Helium Development started in 2015 by developing and customizing Shopify websites for clients, but the steady growth of some side-project apps on the Shopify App Store shifted the focus of the company primarily to apps in 2019. Their flagship app, Customer Fields, grew in popularity and shops were asking for more features. Velvet Software has been involved with Helium from the start, acting as a technical mentor and investor through the years.

Customer Fields: Integrations

Velvet Software was most recently approached about a specific architectural goal: how do we build third-party integrations and possibly have those built by a third-party vendor or contractor? And more importantly, how do we do this without compromising our principles and practices around data security and privacy? As one of Shopify's top 500 apps, Customer Fields was managing tens of millions of customers' data across thousands of shops.

Customer Fields up to this point was a Rails monolith with data stored in MongoDB, all running on Google Cloud Platform. The lead developer and I discussed options and it seemed like Google Cloud Pub/Sub was a good fit as a messaging system between the third-party integrations and the main app. It was established early on that data flow would be uni-directional: integrations would be sent messages about changes to customer data. I evaluated different designs for Pub/Sub topics/subscriptions/messages/push-versus-pull and laid out the advantages and disadvantages of each. After explaining these options, I prototyped a Node.js-based integration and provided working demo repositories for both the Rails side and integration side. We discussed some of the pitfalls of messaging: accidental infinite loops, the need for idempotence, and how to preserve message ordering. Shops would need to configure these third-party integrations for their shop, providing API keys, changing settings, etc. That configuration needed to live somewhere. We discussed a handful of options including pushing the configuration via Pub/Sub, but landed on having each integration provide a configuration web page that Customer Fields would redirect to or embed, passing along a JSON Web Token to prove that the request was authenticated. Finally, I designed a way to do a full sync of customers to an integration, not just incrementally as changes happen. This would ensure that data was present shortly after the integration was configured or on-demand as necessary.

INFORMATION SHOWN:
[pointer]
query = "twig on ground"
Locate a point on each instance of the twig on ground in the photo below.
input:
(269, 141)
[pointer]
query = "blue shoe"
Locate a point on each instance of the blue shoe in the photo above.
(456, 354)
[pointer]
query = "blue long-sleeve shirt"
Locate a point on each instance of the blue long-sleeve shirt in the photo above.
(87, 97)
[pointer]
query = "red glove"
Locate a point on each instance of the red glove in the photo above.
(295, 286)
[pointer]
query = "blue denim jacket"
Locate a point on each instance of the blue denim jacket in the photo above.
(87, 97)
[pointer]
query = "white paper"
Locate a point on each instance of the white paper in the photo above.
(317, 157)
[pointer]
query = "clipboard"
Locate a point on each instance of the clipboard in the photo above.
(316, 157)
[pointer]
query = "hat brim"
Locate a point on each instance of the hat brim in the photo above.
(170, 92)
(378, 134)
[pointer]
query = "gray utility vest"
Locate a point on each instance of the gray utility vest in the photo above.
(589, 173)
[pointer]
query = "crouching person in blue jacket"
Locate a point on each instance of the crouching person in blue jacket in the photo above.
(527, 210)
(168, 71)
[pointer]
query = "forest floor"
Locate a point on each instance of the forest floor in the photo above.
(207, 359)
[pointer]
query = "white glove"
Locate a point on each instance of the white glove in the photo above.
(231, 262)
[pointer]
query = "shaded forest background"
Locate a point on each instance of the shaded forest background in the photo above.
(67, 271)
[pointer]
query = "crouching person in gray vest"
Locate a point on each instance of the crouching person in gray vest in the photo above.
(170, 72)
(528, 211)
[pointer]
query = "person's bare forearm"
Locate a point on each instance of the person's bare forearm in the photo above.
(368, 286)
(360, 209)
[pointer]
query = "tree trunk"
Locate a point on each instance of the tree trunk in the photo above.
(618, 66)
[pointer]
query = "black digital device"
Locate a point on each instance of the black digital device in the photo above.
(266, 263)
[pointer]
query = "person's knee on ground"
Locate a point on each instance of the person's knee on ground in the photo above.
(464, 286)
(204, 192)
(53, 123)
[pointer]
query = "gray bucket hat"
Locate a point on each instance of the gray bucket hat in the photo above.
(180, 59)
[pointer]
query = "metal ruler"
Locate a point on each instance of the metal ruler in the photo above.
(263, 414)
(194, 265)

ASSIGNMENT 1: In the Customer Fields text, which messaging system was judged a good fit between the third-party integrations and the main app?
ASSIGNMENT 2: Transcribe the passage of the Customer Fields text starting with "Helium Development started" and going on through "through the years.".
The records can be set aside.

OUTPUT 1: Google Cloud Pub/Sub

OUTPUT 2:
Helium Development started in 2015 by developing and customizing Shopify websites for clients, but the steady growth of some side-project apps on the Shopify App Store shifted the focus of the company primarily to apps in 2019. Their flagship app, Customer Fields, grew in popularity and shops were asking for more features. Velvet Software has been involved with Helium from the start, acting as a technical mentor and investor through the years.